THE PROBLEM: Retype every one of the records below line for line, keeping each character and space unchanged.

DATASET CONTENT:
__________________________________________________

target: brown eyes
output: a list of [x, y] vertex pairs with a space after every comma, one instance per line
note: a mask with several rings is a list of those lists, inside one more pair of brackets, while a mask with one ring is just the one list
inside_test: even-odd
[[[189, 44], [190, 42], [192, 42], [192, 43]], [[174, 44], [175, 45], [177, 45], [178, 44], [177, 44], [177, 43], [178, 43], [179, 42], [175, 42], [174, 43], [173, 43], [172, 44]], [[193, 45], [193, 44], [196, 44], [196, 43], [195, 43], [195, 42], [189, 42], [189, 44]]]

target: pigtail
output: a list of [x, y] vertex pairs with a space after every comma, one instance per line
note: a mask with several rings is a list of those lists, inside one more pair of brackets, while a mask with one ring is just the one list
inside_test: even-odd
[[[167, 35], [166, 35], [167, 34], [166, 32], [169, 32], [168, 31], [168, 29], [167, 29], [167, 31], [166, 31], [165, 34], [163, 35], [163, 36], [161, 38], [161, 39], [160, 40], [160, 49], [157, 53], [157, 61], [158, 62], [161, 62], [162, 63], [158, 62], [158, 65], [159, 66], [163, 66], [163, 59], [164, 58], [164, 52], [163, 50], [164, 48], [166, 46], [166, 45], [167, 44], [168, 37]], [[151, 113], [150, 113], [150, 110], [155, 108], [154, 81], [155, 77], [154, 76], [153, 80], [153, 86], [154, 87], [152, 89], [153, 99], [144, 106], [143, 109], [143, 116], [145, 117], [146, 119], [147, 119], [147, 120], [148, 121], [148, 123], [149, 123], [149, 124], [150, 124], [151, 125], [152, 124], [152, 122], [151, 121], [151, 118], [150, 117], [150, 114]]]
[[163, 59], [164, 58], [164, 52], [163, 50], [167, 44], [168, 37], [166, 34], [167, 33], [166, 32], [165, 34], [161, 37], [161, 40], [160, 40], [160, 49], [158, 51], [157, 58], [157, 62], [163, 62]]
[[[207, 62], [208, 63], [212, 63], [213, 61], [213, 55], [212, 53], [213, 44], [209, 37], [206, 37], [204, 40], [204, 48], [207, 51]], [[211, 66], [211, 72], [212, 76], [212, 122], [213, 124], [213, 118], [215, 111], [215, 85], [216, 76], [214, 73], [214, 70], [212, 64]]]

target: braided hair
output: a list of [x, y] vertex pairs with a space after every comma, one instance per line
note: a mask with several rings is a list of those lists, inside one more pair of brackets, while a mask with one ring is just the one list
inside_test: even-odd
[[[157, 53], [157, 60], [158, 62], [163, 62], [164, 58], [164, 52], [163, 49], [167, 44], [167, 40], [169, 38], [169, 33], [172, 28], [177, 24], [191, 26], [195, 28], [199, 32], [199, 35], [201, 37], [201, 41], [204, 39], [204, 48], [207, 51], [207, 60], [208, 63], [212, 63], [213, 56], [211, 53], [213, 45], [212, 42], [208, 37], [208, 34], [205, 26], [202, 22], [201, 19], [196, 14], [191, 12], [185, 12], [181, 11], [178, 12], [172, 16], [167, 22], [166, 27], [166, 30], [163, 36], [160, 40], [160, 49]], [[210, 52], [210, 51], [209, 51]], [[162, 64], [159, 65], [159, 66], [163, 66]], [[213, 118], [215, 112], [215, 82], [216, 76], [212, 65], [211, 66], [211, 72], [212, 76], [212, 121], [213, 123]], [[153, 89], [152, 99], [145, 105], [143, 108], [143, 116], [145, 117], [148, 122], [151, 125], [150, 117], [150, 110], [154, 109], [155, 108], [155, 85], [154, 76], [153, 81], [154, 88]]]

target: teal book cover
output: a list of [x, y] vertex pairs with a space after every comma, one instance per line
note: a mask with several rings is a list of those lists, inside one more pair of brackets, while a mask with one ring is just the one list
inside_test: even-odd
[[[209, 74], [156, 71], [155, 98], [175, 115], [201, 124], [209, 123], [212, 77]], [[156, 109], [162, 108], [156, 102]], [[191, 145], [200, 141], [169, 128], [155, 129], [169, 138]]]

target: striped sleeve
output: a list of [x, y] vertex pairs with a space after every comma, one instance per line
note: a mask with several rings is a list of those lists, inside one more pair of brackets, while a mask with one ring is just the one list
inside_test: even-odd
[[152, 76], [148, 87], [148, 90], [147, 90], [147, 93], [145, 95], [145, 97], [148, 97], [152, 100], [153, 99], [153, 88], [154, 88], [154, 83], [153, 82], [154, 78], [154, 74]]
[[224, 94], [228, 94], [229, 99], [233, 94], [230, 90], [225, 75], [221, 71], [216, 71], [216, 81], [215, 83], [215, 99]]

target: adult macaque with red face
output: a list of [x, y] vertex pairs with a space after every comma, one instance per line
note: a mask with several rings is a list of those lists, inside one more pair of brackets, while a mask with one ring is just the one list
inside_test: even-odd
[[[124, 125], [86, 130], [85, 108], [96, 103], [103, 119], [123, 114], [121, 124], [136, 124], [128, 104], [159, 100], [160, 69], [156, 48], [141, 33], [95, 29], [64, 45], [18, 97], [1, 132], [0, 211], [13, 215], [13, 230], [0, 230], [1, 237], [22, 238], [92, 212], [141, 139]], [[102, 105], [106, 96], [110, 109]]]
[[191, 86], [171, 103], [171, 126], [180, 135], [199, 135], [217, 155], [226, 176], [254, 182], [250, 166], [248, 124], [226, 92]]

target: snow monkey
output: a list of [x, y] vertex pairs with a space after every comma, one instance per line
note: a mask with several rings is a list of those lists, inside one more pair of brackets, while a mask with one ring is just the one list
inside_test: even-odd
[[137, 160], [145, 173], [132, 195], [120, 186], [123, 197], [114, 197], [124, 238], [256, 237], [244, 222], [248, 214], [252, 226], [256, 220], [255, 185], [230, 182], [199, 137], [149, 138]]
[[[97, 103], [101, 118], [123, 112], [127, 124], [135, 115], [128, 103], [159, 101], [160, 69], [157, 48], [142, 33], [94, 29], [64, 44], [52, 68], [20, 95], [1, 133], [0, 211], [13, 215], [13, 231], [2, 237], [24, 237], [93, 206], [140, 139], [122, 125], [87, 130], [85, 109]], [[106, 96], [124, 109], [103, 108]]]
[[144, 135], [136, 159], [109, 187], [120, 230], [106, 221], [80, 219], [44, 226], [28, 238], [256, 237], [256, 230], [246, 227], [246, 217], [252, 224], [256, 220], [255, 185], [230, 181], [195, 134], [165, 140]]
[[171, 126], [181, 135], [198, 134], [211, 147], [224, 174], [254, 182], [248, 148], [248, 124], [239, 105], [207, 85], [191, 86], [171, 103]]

__________________________________________________

FINISHED ANSWER:
target: brown eyes
output: a list of [x, y] vertex pairs with a space after every comma, one instance per line
note: a mask with several rings is a list of those lists, inside one more pair of brackets, while a mask with one ring is just the one list
inside_test: even-odd
[[[189, 44], [190, 42], [192, 42], [192, 43]], [[174, 44], [175, 45], [177, 45], [178, 44], [177, 44], [177, 43], [178, 43], [179, 42], [175, 42], [174, 43], [173, 43], [172, 44]], [[193, 45], [193, 44], [196, 44], [196, 43], [195, 43], [195, 42], [189, 42], [189, 44]]]

target: pigtail
output: a list of [x, y] vertex pairs with a space after every comma, one instance per line
note: a mask with several rings is a list of those lists, inside one more pair of brackets, while a mask with one ring is just the one list
inside_test: even-odd
[[[167, 35], [166, 35], [167, 34], [166, 32], [169, 32], [168, 31], [168, 29], [167, 29], [167, 31], [166, 31], [165, 34], [163, 35], [163, 36], [161, 38], [161, 39], [160, 40], [160, 49], [157, 53], [157, 61], [158, 62], [161, 62], [162, 63], [158, 62], [158, 65], [159, 66], [163, 66], [163, 59], [164, 58], [164, 52], [163, 50], [164, 48], [166, 46], [166, 45], [167, 44], [168, 37]], [[151, 113], [150, 113], [150, 110], [155, 108], [154, 81], [155, 77], [154, 76], [153, 80], [153, 86], [154, 87], [152, 89], [153, 99], [144, 106], [143, 109], [143, 116], [145, 117], [146, 119], [147, 119], [147, 120], [148, 121], [148, 123], [149, 123], [149, 124], [150, 124], [151, 125], [152, 124], [152, 122], [151, 121], [151, 118], [150, 117], [150, 114]]]
[[163, 59], [164, 58], [164, 52], [163, 50], [167, 44], [168, 37], [166, 34], [167, 33], [166, 32], [165, 34], [161, 37], [161, 40], [160, 40], [160, 49], [158, 51], [157, 58], [157, 62], [163, 62]]
[[[207, 62], [208, 63], [212, 63], [213, 61], [213, 55], [212, 53], [213, 44], [209, 37], [206, 37], [204, 40], [204, 48], [207, 51]], [[211, 66], [211, 72], [212, 76], [212, 122], [213, 124], [213, 118], [215, 111], [215, 85], [216, 76], [214, 73], [214, 70], [212, 64]]]

target: braided hair
output: a list of [x, y] vertex pairs with a space after every comma, one instance per line
note: a mask with several rings is a list of those lists, inside one more pair of brackets, while a mask with one ring is just the one list
inside_test: even-odd
[[[157, 53], [157, 60], [158, 62], [163, 62], [164, 58], [164, 52], [163, 49], [167, 44], [167, 40], [169, 38], [169, 33], [172, 28], [177, 24], [191, 26], [195, 28], [199, 32], [199, 35], [201, 37], [201, 41], [204, 39], [204, 48], [207, 51], [207, 60], [208, 63], [212, 63], [213, 56], [211, 53], [213, 45], [212, 42], [208, 37], [208, 34], [205, 26], [202, 22], [201, 19], [196, 14], [191, 12], [185, 12], [181, 11], [178, 12], [172, 16], [167, 22], [166, 27], [166, 30], [163, 36], [160, 40], [160, 49]], [[210, 52], [210, 51], [209, 51]], [[162, 64], [159, 65], [159, 66], [163, 66]], [[213, 118], [215, 112], [215, 82], [216, 76], [212, 65], [211, 66], [211, 72], [212, 76], [212, 121], [213, 123]], [[153, 89], [152, 99], [145, 105], [143, 108], [143, 116], [145, 117], [148, 122], [151, 125], [150, 117], [150, 110], [154, 109], [155, 108], [155, 85], [154, 76], [153, 81], [154, 88]]]

target: teal book cover
output: a list of [x, y] vertex pairs with a space after every comma, one instance per line
note: a mask with several rings is a list of those lists, inside one more pair of brackets, while a mask with one ring is just the one list
inside_test: even-odd
[[[209, 74], [156, 71], [155, 98], [175, 115], [201, 124], [209, 123], [212, 77]], [[156, 109], [162, 108], [156, 102]], [[191, 145], [200, 141], [169, 128], [155, 129], [169, 138]]]

target: striped sleeve
output: a list of [x, y] vertex pairs with a space after every comma, one instance per line
note: a mask with several rings is a list of those lists, inside one more pair of brackets, while a mask with one ring is just the one list
inside_test: even-odd
[[152, 76], [148, 87], [148, 90], [147, 90], [147, 93], [145, 95], [145, 97], [148, 97], [152, 100], [153, 99], [153, 88], [154, 88], [154, 83], [153, 82], [154, 78], [154, 74]]
[[224, 94], [228, 94], [229, 99], [233, 94], [230, 90], [225, 75], [221, 71], [216, 71], [216, 81], [215, 83], [215, 99]]

target: adult macaque with red face
output: a list of [x, y] vertex pairs with a space after every comma, one instance per line
note: a mask with several rings is a list of those lists, inside one more pair of brackets, while a mask with one ring is just the one list
inside_test: even-odd
[[[124, 125], [86, 130], [85, 108], [96, 103], [103, 119], [123, 114], [121, 124], [136, 124], [128, 104], [159, 100], [160, 69], [156, 48], [141, 33], [95, 29], [64, 45], [18, 97], [1, 132], [0, 211], [13, 215], [13, 230], [0, 230], [1, 237], [22, 238], [92, 212], [141, 139]], [[102, 105], [106, 96], [110, 109]]]
[[191, 86], [171, 103], [171, 126], [180, 135], [199, 135], [217, 155], [226, 176], [254, 182], [250, 166], [248, 124], [226, 92]]

target: snow monkey
output: a list of [x, y] vertex pairs with a space after every comma, one instance per line
note: a mask with several rings is a list of those lists, inside one more pair of brackets, while a mask with one ring is just the one list
inside_test: even-odd
[[137, 160], [145, 173], [132, 195], [120, 186], [123, 197], [114, 197], [124, 238], [256, 237], [244, 222], [248, 214], [252, 226], [256, 220], [255, 185], [230, 182], [199, 137], [149, 138]]
[[[97, 103], [101, 118], [123, 112], [127, 124], [135, 115], [128, 103], [159, 101], [160, 69], [157, 48], [142, 33], [94, 29], [64, 44], [52, 68], [20, 95], [1, 133], [0, 211], [13, 215], [13, 231], [2, 237], [24, 237], [93, 206], [140, 139], [122, 125], [87, 130], [85, 109]], [[106, 96], [124, 109], [103, 108]]]
[[144, 135], [136, 159], [109, 187], [120, 230], [106, 221], [80, 219], [44, 226], [28, 238], [256, 237], [256, 230], [246, 227], [246, 217], [252, 224], [256, 220], [255, 185], [230, 181], [195, 134], [165, 140]]
[[171, 126], [181, 135], [198, 134], [211, 147], [224, 174], [254, 182], [248, 148], [248, 124], [239, 105], [207, 85], [191, 86], [171, 103]]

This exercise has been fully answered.